TÂCHE À RÉALISER
Rédigez la suite de l'article ci-dessous, consacré à l'enquête du Conseil des oulémas d'Indonésie sur la pratique du yoga, en commençant après sa dernière phrase.

EXTRAIT FOURNI
Le jour où Yudhi Widdyantoro, professeur de yoga à Djakarta,
s'est retrouvé devant une brochette d'oulémas en train de justifier
son activité, il s'est demandé s'il ne rêvait pas. Mais non, Yudhi
Widdyantoro ne rêvait pas, ce matin du 2 décembre, et même s'il rit
volontiers aujourd'hui de l'absurdité de la situation, il n'est pas
sûr de trouver ça, au fond, vraiment drôle.
L'affaire est partie de Malaisie où, un mois plus tôt, le Conseil
national des fatwas avait décrété que la pratique du yoga était
"haram" (interdite) pour les musulmans, car teintée d'hindouisme. A
peine les amateurs de yoga commençaient-ils à s'en indigner que,
déjà, la question traversait le détroit de Malacca et gagnait
l'immeuble flambant neuf du Conseil des oulémas d'Indonésie à
Djakarta : fallait-il aussi décréter le yoga "haram" en Indonésie,
pays qui, avec 240 millions d'habitants dont 85 % de musulmans,
abrite la plus forte population musulmane du monde ? Le Conseil
décida d'"enquêter".
C'est ainsi que Yudhi se retrouva, avec quelques collègues yogis,
devant sept hiérarques religieux, à répondre à des questions sur
"le rituel du yoga". L'atmosphère s'est un peu gâtée lorsqu'un des
oulémas a demandé à Yudhi, qui trouvait cette convocation "ridicule
et arrogante", s'il était musulman. "Oui, sur ma carte d'identité",
a-t-il dit. "Vous priez ?" "J'ai répondu non et je suis parti,
parce que j'avais un rendez-vous." Depuis, certains de ses
collègues le battent froid.

DONNÉES EXTRAITES

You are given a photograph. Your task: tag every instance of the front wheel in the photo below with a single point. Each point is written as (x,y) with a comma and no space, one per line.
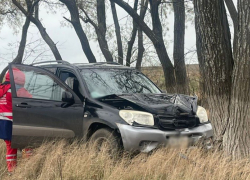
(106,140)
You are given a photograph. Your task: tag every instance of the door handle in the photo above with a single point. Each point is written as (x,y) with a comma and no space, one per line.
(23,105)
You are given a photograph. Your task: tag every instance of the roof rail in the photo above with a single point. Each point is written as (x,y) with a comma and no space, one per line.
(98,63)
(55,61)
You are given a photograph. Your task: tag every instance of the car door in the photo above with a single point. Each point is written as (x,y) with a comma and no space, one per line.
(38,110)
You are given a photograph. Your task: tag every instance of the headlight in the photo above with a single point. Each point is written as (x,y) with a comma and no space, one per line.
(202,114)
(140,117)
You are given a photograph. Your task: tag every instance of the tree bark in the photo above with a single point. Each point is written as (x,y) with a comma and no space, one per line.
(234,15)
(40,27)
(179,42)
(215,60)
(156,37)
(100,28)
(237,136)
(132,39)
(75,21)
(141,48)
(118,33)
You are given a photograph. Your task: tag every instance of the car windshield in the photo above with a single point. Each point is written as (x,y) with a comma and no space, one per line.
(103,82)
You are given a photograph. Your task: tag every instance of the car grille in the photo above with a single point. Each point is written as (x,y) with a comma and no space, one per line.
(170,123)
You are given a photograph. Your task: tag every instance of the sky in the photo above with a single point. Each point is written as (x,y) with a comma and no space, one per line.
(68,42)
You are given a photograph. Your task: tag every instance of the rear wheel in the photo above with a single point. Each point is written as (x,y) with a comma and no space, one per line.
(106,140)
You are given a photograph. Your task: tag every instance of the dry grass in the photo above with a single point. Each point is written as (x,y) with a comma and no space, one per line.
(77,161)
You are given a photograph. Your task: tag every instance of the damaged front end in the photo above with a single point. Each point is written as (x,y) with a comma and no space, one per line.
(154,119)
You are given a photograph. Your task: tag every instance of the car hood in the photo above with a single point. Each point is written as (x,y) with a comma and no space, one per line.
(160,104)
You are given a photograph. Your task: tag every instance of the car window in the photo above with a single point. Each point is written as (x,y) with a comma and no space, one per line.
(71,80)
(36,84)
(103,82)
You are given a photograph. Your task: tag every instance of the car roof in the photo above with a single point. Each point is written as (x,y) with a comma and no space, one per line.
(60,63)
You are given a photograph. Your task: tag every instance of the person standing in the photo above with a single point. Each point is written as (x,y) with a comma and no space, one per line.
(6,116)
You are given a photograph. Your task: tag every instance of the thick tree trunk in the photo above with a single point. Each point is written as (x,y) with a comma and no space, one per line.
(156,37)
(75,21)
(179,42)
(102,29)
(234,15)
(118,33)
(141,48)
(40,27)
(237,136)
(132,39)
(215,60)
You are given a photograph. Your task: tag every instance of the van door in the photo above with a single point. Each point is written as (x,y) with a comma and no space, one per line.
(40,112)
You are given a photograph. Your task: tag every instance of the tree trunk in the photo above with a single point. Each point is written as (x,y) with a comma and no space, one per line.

RÉPONSE FOURNIE
Dernier symptôme de la dynamique qui secoue l'islam indonésien,
dont la solide tradition d'ouverture et de tolérance est mise à
l'épreuve par le militantisme de groupes conservateurs depuis
quelques années, l'affaire du yoga suit son cours. L'intelligentsia
de la capitale préfère s'en amuser, après le choc des deux
controverses qui ont marqué 2008 : en juin, un décret
gouvernemental a gelé les activités de la secte musulmane des
Ahmadis, que les radicaux considèrent comme "déviante" parce
qu'elle vénère son propre prophète ; puis, le 30 octobre, la loi
anti-pornographie a été adoptée au terme d'un long combat entre
courants libéral et conservateur de la société et de l'islam
indonésiens.
Guntur Romli ne risque pas d'oublier la bataille des Ahmadis - il
en porte les cicatrices sur le visage, autour de l'oeil droit. Le
1er juin, il se trouvait parmi les manifestants rassemblés dans le
centre de Djakarta pour soutenir le pluralisme religieux et le
droit des Ahmadis à exister, lorsqu'un groupe de nervis des
islamistes radicaux, le Front des défenseurs de l'islam (FPI),
armés de bâtons, a attaqué la manifestation. Plus de 70 personnes
ont été blessées ; Guntur Romli s'est retrouvé à l'hôpital avec le
nez cassé et trois heures d'opération pour sauver son oeil. "C'est
là que ça a commencé, en Indonésie, dit ce jeune intellectuel, qui
a étudié l'islam en Egypte pendant six ans. C'était la première
agression de l'islam progressiste par l'islam radical."
Quelques jours plus tard, la police a arrêté une cinquantaine de
membres du FPI, dont son chef. Mais, le 9 juin, l'annonce du décret
donnant partiellement satisfaction aux radicaux - ils demandaient
l'interdiction totale de la secte - a été perçue comme une
concession du gouvernement, laïque et démocratique, aux groupes
fondamentalistes.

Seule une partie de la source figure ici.